-- BEGIN EXTRACT PROVIDED --

Allama Iqbal International Airport (Punjabi, , ) is the third largest civilian airport by traffic in Pakistan, after Jinnah International Airport, Karachi and Islamabad International Airport. It serves Lahore, capital of Punjab and second-largest city of Pakistan. It also serves a large portion of the travellers from the other regions of Punjab province. Originally known as Lahore International Airport, it was renamed after the poet philosopher Allama Iqbal, one of the pioneers that led to the creation of Pakistan. The airport has three terminals: the Allama Iqbal terminal, the Hajj terminal and a cargo terminal. The airport is about 15 km from the centre of the city.

History

Post independence 
At the time of the Independence of Pakistan, Walton Airport was the main airport of Lahore. Pakistan International Airlines (PIA) acquired its first jet aircraft Boeing 720, Walton Airport was unable to handle the load of Boeing 720. The Government of Pakistan decided to build a brand new airport, which opened in 1962. The airport had a specifically built runway and apron to handle aircraft up to the Boeing 747. This opened Lahore's gates to the world. PIA initiated direct flights to Dubai and London via Karachi.

-- END EXTRACT PROVIDED --

STATED GOAL 1 —
According to the airport text, what was the airport originally called?

-- BEGIN GIVEN INFORMATION --

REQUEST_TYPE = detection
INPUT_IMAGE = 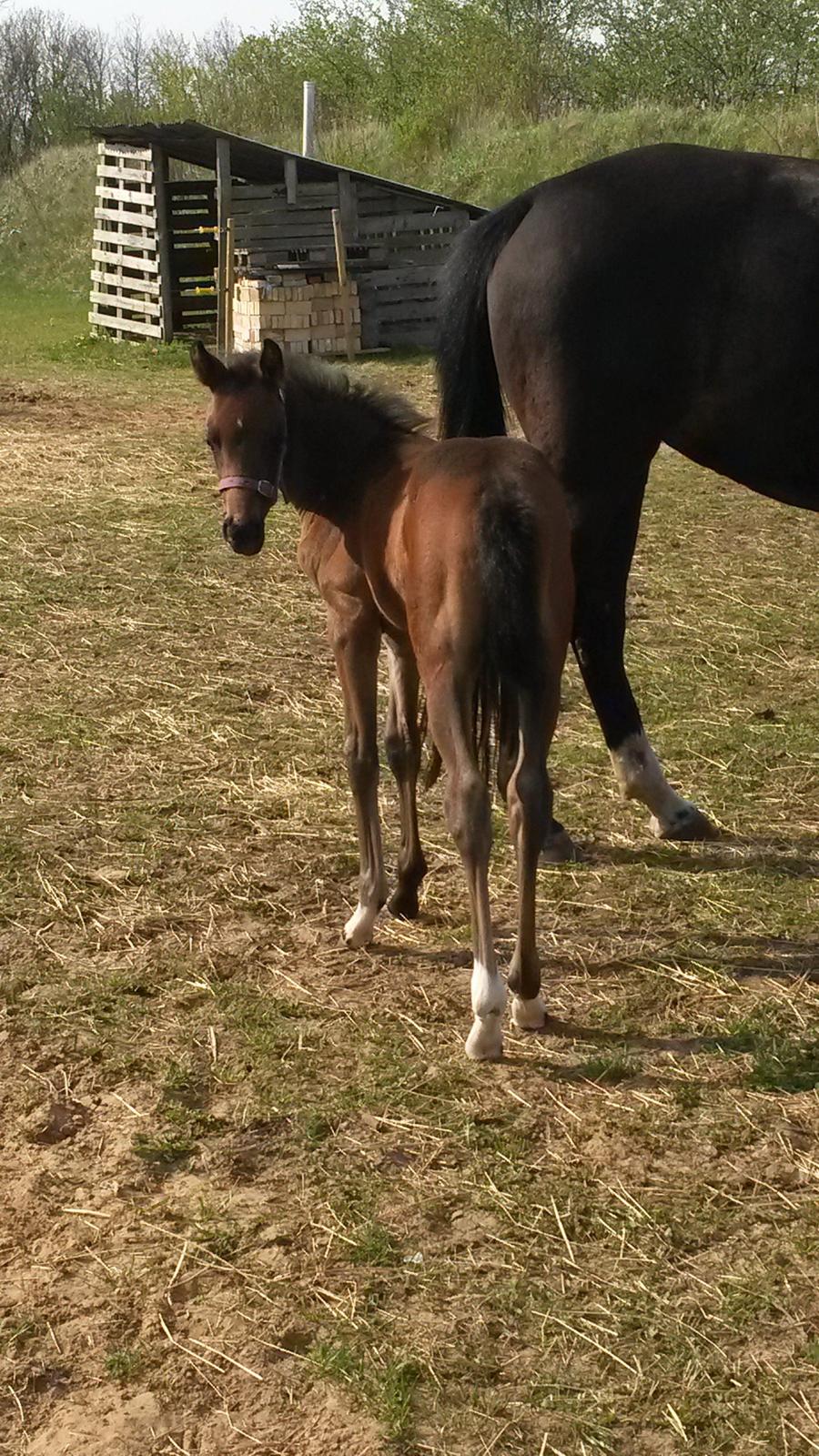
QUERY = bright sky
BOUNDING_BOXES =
[17,0,294,35]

-- END GIVEN INFORMATION --

STATED GOAL 2 —
Copy out every line of all the rows above, but multiply each bounding-box coordinate by 0.65 and round it to a whole number, with halves rounded up. Leave the pictures out of your answer.

FULL SOLUTION 1 —
Lahore International Airport

FULL SOLUTION 2 —
REQUEST_TYPE = detection
INPUT_IMAGE = 
QUERY = bright sky
BOUNDING_BOXES =
[11,0,191,23]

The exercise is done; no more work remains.